## WRITTEN PROBLEM A:
Return every line in the rows below that contains the word "tree".

## TEXT PROVIDED:
9.6 If the Customer fails to make the payment referred to in clause 9.1.2 by the due date for payment, then the full amount of the invoice, including any
applicable VAT, becomes payable immediately.
9.7 Without prejudice to clauses 9.2 and 9.6, if the Customer fails to make any payment due to the Supplier under the Contract by the due date for payment, then the Customer shall pay interest on the overdue amount at the rate of 4% per annum above the Bank of England’s base rate from time to time. Such interest shall accrue on a daily basis from the due date until actual payment of the overdue amount, whether before or after judgment. The Customer shall pay the interest together with the overdue amount.
9.8 The Customer shall pay all amounts due under the Contract in full without any set-off, counterclaim, deduction or withholding except as required by law. The Supplier may, without limiting its other rights or remedies, set off any amount owing to it by the Customer against any amount payable by the Supplier to the Customer.

10. INTELLECTUAL PROPERTY RIGHTS
10.1 All Intellectual Property Rights in or arising out of or in connection with the Services and/or the Deliverables shall be owned by the Supplier.
10.2 The Customer acknowledges that, in respect of any third party Intellectual Property Rights in the Services and/or the Deliverables, the Customer’s use of any such Intellectual Property Rights is conditional on the Supplier obtaining a written licence from the relevant licensor on such terms as will entitle the Supplier to license such rights to the Customer.
10.3 All Supplier Materials are the exclusive property of the Supplier.

## MATERIAL:
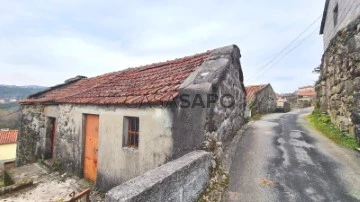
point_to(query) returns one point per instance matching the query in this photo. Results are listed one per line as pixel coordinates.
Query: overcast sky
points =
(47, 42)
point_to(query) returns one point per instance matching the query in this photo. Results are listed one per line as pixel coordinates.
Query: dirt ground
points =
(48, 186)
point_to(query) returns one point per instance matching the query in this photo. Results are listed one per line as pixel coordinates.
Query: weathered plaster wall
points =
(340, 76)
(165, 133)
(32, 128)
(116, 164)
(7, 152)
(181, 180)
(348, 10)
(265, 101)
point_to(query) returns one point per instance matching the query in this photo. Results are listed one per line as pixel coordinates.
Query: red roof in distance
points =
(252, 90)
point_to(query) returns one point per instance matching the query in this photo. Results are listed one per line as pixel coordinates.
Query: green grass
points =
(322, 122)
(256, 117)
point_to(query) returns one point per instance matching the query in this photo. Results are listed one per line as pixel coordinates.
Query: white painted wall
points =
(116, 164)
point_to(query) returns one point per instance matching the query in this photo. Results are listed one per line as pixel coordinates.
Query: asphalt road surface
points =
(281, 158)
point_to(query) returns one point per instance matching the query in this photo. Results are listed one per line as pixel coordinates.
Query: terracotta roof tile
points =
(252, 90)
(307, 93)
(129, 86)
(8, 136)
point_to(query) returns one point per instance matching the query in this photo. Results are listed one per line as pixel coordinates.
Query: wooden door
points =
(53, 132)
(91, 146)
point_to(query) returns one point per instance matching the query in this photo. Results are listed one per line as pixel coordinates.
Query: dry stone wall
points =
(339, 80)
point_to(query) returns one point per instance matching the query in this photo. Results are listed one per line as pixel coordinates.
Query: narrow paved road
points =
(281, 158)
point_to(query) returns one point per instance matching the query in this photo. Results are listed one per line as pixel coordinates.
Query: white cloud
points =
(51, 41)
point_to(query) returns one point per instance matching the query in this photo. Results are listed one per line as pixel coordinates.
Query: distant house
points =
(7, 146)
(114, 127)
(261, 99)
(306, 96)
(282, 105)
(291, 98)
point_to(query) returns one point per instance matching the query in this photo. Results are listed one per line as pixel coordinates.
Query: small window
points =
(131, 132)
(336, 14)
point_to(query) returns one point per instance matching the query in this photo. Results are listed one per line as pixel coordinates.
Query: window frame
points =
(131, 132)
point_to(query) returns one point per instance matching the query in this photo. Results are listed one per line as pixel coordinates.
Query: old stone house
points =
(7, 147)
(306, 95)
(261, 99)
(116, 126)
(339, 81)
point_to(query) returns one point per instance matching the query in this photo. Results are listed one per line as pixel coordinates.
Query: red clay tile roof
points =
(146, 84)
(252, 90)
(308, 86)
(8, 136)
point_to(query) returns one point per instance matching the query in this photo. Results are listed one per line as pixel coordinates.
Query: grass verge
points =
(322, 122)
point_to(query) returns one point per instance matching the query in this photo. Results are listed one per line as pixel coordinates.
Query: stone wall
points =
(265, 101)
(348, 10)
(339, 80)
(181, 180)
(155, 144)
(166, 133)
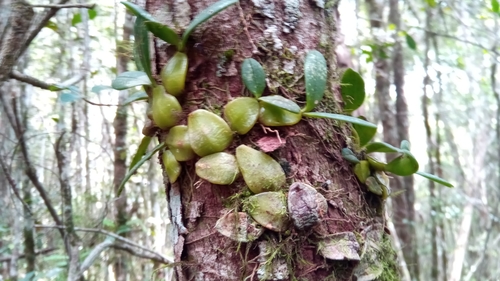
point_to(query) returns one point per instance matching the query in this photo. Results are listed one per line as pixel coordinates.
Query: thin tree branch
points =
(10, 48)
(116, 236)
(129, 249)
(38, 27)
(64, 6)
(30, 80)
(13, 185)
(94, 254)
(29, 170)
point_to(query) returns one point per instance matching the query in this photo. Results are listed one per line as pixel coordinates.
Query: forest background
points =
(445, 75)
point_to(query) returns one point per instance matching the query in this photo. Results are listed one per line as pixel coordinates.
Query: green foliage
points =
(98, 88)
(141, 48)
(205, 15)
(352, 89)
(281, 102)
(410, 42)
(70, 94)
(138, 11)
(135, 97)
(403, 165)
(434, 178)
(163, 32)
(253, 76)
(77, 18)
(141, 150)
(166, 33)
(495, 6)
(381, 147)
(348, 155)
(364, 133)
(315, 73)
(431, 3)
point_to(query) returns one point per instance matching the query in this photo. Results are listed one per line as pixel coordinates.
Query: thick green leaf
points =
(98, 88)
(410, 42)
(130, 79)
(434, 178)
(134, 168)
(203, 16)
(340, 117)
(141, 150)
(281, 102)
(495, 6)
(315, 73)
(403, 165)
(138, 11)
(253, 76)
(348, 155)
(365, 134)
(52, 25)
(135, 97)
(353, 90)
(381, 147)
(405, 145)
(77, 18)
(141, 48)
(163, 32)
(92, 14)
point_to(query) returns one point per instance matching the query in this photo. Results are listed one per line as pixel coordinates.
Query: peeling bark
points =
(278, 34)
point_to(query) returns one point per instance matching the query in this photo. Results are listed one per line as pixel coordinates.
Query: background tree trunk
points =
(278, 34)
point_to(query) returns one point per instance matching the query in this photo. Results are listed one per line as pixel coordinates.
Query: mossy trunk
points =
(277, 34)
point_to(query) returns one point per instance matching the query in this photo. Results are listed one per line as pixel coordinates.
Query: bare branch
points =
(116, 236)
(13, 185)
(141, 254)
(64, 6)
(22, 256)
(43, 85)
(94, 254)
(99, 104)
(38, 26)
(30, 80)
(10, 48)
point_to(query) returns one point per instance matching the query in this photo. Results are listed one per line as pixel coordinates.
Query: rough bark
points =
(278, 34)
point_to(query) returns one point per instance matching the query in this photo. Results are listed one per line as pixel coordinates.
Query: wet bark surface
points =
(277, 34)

## WRITTEN PROBLEM B:
Copy verbatim the portion of the contract terms above between "9.6 If the Customer" and "becomes payable immediately.", inclusive.

## TASK ANSWER A:
Query: thin tree branch
Query: background tree trunk

## TASK ANSWER B:
9.6 If the Customer fails to make the payment referred to in clause 9.1.2 by the due date for payment, then the full amount of the invoice, including any
applicable VAT, becomes payable immediately.